_Assigned task_.
Your answer should be an exact copy of all the entries, free of pictures.

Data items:
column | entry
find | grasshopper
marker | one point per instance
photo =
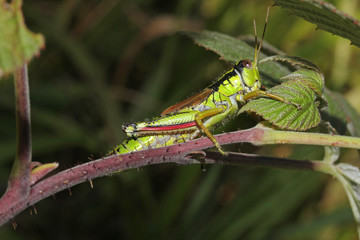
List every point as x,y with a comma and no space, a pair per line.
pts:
203,111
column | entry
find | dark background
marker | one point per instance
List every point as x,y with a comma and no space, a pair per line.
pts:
111,62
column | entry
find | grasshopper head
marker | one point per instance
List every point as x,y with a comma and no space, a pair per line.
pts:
248,73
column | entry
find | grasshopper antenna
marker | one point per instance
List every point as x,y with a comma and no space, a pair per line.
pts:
256,50
263,35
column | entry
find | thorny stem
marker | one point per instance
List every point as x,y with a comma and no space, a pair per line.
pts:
19,184
190,152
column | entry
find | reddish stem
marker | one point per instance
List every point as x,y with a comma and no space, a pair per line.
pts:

_The completed task_.
column | entry
find | grasshopper
marker | one point per instance
photo =
List every point as x,y with a comma and no space, a pair per line.
pts:
203,111
column | entry
find | dark background
marker | one point per instance
List every point as x,y with a comma and no space, a pair per line.
pts:
111,62
column | entry
find | grasshopper head
marker | one point per instance
List every point as x,y with a comma and no space, a pair per line.
pts:
248,73
column | entry
find | grasshopper antenna
marker | one point per instance
List every point as x,y with a comma and no space, a pair per line.
pts:
256,50
263,35
column | entry
find | thorny stem
marker | one point per instance
List every point as x,y with a comma and no space, a pair per line.
pts:
19,184
190,152
column | entry
find | reddish stem
marker | one point per instance
List every point as x,y with a comma and no space, a pair per line.
pts:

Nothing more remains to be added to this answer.